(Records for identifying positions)
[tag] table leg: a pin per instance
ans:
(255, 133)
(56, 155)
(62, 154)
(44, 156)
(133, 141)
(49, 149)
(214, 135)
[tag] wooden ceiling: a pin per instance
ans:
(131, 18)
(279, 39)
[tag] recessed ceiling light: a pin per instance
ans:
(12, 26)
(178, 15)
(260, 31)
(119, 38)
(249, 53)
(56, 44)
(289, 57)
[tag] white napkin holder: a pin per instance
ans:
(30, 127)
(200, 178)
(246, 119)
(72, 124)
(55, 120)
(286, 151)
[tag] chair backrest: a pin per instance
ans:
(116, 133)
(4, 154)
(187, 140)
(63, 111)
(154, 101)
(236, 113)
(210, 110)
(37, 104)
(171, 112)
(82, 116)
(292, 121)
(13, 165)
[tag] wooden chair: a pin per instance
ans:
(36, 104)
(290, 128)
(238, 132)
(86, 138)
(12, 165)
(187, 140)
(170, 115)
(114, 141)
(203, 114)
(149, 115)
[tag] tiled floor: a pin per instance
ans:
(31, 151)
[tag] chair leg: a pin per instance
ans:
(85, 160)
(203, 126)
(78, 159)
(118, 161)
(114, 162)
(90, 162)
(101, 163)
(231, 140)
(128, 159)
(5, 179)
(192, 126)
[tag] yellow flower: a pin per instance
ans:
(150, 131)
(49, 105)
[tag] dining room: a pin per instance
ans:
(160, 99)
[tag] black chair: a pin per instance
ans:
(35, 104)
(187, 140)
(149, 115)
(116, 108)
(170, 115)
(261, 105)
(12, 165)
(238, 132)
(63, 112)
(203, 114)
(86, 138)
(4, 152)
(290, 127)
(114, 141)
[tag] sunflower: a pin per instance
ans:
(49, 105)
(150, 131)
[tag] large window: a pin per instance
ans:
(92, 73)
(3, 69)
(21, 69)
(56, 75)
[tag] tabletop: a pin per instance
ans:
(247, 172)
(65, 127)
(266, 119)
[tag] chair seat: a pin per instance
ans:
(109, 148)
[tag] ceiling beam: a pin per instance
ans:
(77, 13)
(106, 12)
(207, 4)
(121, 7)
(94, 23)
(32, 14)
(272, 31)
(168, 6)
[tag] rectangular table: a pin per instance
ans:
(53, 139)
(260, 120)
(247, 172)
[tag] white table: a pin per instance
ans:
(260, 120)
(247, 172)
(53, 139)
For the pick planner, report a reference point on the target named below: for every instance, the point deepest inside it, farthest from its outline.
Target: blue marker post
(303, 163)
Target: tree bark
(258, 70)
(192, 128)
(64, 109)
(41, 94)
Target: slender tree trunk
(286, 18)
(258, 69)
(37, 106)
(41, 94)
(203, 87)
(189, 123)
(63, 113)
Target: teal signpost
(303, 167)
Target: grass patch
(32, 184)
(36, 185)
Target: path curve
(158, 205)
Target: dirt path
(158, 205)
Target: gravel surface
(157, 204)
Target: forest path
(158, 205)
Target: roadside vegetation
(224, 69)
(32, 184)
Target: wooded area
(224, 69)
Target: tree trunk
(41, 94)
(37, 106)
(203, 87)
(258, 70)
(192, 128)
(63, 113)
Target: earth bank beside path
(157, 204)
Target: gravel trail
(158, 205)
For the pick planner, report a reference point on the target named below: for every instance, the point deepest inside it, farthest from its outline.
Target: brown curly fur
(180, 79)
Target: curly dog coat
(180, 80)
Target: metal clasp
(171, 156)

_Instructions for the task_
Rewrite all the records, changing every "a pin per instance" to "one point per instance" and leaving everything else as is.

_The result_
[tag] table leg: one point per instance
ans:
(255, 133)
(56, 155)
(62, 154)
(44, 156)
(133, 141)
(49, 149)
(214, 135)
[tag] wooden ceiling: one point per instance
ans:
(131, 18)
(279, 39)
[tag] recessed ceiling light: one point per instance
ans:
(12, 26)
(178, 15)
(260, 31)
(119, 38)
(249, 53)
(56, 44)
(289, 57)
[tag] white napkin holder: one point per instance
ans:
(30, 127)
(200, 178)
(246, 119)
(72, 124)
(55, 120)
(286, 151)
[tag] chair backrest: one point per instance
ans:
(116, 133)
(4, 154)
(187, 140)
(63, 111)
(154, 101)
(236, 113)
(210, 110)
(37, 104)
(171, 112)
(82, 116)
(292, 121)
(13, 165)
[tag] wooden chair: one point per instance
ans:
(36, 104)
(290, 128)
(238, 132)
(86, 138)
(12, 165)
(187, 140)
(170, 115)
(114, 141)
(203, 114)
(149, 115)
[tag] tiled floor: one point per instance
ans:
(31, 151)
[tag] chair leg: one point per instance
ans:
(85, 160)
(203, 126)
(78, 159)
(118, 161)
(114, 162)
(90, 162)
(101, 163)
(231, 140)
(128, 159)
(5, 179)
(192, 126)
[tag] yellow flower: one point per instance
ans:
(150, 131)
(49, 105)
[tag] dining room: one point per instance
ans:
(160, 99)
[tag] black chair: one point per instance
ans:
(35, 104)
(187, 140)
(149, 115)
(116, 108)
(170, 115)
(261, 105)
(12, 165)
(238, 132)
(63, 112)
(203, 114)
(86, 138)
(4, 152)
(290, 127)
(114, 141)
[tag] sunflower: one point per instance
ans:
(49, 105)
(150, 131)
[tag] large window: one point per instance
ans:
(92, 73)
(3, 69)
(21, 69)
(56, 75)
[tag] tabletop: one point per instance
ans:
(247, 172)
(65, 127)
(266, 119)
[tag] chair seat: one point per instance
ans:
(109, 148)
[tag] ceiling beam: one point per instance
ans:
(77, 13)
(106, 12)
(207, 4)
(121, 7)
(94, 23)
(32, 14)
(272, 31)
(168, 6)
[tag] rectangular table: one point per instance
ans:
(53, 139)
(260, 120)
(247, 172)
[tag] white table: one point per instance
ans:
(260, 120)
(247, 172)
(53, 139)
For the pick planner, report a reference point on the target named below: for every instance, the point deepest inside it, farthest from its outline.
Target: blue marker post
(303, 163)
Target: tree bark
(258, 70)
(192, 128)
(64, 109)
(41, 94)
Target: slender tree trunk
(286, 18)
(258, 69)
(37, 106)
(41, 94)
(203, 87)
(189, 123)
(63, 113)
Target: teal signpost
(303, 167)
Target: grass patch
(32, 184)
(36, 185)
Target: path curve
(158, 205)
Target: dirt path
(158, 205)
Target: gravel surface
(157, 204)
Target: forest path
(158, 205)
Target: roadside vegetation
(224, 69)
(32, 184)
Target: wooded area
(224, 69)
Target: tree trunk
(41, 94)
(37, 106)
(203, 87)
(258, 70)
(192, 128)
(63, 113)
Target: earth bank beside path
(157, 204)
Target: gravel trail
(158, 205)
For the pick planner, report a reference point on the target named below: for every instance, the point deepest inside it, farthest from its outline.
Target: brown curly fur
(180, 79)
Target: curly dog coat
(180, 80)
Target: metal clasp
(171, 156)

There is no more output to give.